- AUFGABE
Gib aus dem folgenden Textauszug die Passage zwischen „Abschließend doch noch“ und „ist das eine.“ wörtlich wieder, beide Stellen eingeschlossen.

- TEXTAUSZUG
----------------------------------------

Eine Frage der Präsentation

Abschließend doch noch einmal zur Frankfurter Allgemeine Sonntagszeitung: Unangenehm stößt die Präsentation des Vorschlags auf, für die die Protagonisten selbst vielleicht gar nichts können, die sie aber hätten voraussehen müssen. Das Blatt jedenfalls inszeniert die jungen Abgeordneten als ideologiefreie Pragmatiker, die nicht „in linksdogmatische Gefilde“ reisen wollten. Das ist das eine.

----------------------------------------

- Angaben zur Ortsbestimmung
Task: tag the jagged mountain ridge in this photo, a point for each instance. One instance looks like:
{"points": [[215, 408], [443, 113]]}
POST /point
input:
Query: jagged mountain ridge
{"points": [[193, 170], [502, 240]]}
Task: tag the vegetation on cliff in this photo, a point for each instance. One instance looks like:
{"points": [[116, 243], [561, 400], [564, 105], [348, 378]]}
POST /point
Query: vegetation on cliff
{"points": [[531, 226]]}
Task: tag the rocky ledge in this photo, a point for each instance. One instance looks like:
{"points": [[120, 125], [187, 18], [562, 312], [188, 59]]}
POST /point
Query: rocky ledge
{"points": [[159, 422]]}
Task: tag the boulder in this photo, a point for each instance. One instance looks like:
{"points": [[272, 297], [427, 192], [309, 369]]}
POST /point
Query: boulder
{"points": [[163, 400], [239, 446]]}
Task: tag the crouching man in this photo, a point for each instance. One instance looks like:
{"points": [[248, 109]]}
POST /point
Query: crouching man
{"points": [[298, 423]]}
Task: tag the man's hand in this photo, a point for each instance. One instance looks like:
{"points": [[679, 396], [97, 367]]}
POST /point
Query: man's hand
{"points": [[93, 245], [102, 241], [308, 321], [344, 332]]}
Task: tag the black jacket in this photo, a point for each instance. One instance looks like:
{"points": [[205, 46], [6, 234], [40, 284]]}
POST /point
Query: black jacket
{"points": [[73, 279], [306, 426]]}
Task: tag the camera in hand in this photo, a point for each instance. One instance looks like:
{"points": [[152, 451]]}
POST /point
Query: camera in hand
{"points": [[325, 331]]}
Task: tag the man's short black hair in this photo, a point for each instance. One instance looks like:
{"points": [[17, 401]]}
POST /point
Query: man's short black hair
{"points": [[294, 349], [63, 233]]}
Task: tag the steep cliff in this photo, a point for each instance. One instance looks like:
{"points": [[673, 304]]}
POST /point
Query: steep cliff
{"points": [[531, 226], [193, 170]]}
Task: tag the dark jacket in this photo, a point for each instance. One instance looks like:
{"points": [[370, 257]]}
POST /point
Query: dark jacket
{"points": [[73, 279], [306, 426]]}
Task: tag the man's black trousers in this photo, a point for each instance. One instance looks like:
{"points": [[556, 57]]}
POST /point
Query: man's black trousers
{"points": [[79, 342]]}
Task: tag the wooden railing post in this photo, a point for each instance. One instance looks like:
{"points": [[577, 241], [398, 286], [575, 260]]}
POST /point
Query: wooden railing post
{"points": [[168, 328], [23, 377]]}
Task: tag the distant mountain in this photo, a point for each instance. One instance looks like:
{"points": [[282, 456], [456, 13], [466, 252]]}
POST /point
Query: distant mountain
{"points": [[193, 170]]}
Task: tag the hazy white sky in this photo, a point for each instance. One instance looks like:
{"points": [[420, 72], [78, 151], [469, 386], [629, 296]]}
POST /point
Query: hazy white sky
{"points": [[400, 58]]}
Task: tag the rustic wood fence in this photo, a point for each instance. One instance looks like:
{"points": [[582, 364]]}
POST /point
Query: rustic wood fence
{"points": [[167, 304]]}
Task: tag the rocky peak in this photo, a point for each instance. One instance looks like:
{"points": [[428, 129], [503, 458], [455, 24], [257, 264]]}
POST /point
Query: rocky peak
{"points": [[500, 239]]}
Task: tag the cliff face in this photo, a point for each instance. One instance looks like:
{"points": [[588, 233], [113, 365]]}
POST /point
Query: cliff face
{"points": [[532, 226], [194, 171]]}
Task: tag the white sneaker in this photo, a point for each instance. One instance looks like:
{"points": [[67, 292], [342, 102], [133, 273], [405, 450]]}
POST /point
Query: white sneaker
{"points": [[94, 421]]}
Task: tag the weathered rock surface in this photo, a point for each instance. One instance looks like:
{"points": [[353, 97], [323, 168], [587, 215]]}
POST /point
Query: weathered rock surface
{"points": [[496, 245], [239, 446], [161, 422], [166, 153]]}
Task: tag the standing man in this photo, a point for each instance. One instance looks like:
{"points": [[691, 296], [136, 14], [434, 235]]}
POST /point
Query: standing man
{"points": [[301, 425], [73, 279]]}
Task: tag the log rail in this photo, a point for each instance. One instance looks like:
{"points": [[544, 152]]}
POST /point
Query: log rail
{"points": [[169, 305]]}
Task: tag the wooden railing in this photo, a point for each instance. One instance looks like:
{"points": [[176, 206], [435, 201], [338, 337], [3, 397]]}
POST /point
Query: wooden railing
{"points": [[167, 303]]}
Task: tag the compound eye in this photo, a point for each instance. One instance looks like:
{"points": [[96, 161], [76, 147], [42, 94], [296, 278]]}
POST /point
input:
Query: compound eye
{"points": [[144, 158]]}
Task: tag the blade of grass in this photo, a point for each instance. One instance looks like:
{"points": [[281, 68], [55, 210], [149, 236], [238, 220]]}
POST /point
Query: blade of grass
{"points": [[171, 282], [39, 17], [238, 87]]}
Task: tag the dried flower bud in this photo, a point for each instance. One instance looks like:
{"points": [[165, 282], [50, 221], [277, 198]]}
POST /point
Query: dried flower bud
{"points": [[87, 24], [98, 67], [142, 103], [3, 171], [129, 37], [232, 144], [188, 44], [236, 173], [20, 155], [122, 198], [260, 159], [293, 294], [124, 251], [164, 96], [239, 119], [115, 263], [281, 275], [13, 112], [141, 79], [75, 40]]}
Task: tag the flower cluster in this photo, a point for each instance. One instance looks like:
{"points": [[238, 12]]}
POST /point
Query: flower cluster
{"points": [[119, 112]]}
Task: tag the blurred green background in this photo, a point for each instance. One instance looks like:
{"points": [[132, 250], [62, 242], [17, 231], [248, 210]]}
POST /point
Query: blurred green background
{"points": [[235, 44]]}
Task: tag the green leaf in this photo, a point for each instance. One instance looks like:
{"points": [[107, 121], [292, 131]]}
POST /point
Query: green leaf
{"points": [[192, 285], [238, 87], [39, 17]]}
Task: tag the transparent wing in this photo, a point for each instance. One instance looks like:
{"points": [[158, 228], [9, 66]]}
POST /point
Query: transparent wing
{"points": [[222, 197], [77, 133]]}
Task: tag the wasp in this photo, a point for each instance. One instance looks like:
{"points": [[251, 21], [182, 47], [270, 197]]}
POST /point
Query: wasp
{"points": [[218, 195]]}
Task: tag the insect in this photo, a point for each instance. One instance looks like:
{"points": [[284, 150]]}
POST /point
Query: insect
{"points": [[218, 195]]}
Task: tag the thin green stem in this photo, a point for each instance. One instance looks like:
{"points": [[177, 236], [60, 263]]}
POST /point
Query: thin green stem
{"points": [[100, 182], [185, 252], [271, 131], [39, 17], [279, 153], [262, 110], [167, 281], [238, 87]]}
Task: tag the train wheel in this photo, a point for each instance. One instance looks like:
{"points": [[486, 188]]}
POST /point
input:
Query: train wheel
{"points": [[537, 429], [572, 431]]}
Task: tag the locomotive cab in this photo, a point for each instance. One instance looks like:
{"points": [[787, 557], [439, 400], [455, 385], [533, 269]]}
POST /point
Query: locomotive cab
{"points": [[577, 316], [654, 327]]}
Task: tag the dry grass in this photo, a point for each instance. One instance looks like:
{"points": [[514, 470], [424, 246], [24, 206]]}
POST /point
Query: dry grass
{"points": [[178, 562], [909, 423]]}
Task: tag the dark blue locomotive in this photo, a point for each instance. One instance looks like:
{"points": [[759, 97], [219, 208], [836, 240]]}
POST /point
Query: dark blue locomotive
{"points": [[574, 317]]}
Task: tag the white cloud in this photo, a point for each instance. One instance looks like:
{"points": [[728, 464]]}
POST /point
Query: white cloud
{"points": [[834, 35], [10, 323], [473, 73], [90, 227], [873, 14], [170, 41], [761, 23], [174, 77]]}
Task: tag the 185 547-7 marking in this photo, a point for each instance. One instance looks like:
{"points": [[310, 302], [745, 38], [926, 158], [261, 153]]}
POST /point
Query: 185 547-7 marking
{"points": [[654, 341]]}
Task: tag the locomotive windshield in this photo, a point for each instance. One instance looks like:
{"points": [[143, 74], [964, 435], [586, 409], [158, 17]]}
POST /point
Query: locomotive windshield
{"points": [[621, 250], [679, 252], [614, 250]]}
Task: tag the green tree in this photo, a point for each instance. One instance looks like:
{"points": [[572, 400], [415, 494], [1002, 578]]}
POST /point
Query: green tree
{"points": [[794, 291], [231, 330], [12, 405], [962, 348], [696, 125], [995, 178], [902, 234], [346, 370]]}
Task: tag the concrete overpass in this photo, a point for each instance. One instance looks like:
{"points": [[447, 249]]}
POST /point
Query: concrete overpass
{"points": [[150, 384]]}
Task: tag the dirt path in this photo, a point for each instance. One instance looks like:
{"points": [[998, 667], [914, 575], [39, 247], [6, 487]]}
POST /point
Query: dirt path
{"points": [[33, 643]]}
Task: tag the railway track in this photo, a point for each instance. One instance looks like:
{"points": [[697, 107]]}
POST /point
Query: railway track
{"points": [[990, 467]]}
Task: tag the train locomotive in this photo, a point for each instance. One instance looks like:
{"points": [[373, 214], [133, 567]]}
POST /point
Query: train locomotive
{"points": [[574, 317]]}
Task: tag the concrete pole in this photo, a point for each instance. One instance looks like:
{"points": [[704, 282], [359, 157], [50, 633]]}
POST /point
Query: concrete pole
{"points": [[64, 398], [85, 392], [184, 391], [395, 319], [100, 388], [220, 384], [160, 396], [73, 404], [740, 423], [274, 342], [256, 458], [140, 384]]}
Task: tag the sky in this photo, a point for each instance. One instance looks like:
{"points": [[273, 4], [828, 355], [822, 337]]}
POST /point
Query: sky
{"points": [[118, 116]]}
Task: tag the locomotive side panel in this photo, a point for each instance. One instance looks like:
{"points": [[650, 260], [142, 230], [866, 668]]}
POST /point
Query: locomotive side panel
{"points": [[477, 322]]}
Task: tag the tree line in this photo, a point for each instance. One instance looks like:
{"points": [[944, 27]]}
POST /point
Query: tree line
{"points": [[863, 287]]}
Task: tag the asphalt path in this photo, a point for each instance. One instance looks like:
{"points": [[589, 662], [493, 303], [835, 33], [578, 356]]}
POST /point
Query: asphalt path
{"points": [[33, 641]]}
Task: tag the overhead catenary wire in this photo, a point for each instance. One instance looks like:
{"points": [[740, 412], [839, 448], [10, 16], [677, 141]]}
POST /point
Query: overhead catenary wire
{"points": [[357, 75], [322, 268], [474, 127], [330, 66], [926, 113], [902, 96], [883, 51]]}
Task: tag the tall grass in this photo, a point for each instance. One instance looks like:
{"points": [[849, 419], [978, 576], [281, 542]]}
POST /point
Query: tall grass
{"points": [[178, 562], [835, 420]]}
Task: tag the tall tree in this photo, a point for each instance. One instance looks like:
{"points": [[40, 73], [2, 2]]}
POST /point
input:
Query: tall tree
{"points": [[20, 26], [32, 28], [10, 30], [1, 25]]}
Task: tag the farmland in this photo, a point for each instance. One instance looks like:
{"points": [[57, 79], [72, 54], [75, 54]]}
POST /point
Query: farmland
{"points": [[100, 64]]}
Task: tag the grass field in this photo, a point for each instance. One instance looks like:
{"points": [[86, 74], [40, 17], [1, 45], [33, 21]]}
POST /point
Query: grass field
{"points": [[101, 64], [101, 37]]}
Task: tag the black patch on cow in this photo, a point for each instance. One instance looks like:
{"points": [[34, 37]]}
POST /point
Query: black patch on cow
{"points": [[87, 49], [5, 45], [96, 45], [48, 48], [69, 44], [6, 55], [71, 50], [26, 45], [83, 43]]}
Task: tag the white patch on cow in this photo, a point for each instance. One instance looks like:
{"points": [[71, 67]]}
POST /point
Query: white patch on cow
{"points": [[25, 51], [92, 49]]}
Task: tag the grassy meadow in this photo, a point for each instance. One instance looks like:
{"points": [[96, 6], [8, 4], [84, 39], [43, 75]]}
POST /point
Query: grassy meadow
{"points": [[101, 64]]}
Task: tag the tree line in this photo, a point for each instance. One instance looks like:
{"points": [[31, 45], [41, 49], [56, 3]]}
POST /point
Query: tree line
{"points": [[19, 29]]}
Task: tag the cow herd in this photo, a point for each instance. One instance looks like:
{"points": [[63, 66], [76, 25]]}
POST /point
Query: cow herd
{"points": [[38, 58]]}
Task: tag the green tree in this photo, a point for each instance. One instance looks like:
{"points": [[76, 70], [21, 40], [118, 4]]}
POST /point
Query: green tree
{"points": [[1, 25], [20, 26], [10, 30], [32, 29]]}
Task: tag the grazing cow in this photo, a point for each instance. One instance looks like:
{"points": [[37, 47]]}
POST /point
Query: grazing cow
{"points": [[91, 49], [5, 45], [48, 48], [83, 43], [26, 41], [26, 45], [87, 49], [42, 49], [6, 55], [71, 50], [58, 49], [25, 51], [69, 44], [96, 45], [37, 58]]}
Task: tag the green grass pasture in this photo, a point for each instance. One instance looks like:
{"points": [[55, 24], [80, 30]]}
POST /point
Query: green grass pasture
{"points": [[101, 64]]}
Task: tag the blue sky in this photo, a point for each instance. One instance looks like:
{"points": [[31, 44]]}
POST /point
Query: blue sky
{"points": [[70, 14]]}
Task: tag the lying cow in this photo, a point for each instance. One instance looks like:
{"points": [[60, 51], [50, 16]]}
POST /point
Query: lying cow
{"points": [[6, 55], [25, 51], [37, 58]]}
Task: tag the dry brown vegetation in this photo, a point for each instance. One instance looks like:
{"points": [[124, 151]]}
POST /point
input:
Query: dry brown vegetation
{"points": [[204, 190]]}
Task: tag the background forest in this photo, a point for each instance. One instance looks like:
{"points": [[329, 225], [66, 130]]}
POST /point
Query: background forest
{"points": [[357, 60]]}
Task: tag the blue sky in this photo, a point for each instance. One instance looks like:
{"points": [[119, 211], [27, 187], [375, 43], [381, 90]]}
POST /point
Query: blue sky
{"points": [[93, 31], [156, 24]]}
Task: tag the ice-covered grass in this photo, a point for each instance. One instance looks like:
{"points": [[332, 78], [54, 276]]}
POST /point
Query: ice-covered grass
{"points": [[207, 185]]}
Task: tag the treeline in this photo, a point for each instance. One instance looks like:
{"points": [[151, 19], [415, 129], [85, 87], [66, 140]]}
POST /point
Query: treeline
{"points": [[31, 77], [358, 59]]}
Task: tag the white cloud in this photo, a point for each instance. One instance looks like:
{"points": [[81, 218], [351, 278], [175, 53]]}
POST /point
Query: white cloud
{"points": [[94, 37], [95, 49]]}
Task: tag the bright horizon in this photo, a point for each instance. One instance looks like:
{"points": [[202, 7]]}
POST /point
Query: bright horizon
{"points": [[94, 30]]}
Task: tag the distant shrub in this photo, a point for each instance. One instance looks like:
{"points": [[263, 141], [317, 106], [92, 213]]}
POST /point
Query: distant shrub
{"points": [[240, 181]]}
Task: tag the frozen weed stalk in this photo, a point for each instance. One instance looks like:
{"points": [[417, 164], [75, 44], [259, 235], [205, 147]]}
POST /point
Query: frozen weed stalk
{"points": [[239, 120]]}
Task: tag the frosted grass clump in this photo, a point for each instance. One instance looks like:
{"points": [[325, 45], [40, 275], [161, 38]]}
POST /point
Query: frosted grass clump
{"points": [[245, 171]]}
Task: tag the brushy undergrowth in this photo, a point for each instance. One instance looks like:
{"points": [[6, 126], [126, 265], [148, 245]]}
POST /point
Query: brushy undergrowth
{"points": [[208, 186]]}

----------------------------------------

- LÖSUNG
Abschließend doch noch einmal zur Frankfurter Allgemeine Sonntagszeitung: Unangenehm stößt die Präsentation des Vorschlags auf, für die die Protagonisten selbst vielleicht gar nichts können, die sie aber hätten voraussehen müssen. Das Blatt jedenfalls inszeniert die jungen Abgeordneten als ideologiefreie Pragmatiker, die nicht „in linksdogmatische Gefilde“ reisen wollten. Das ist das eine.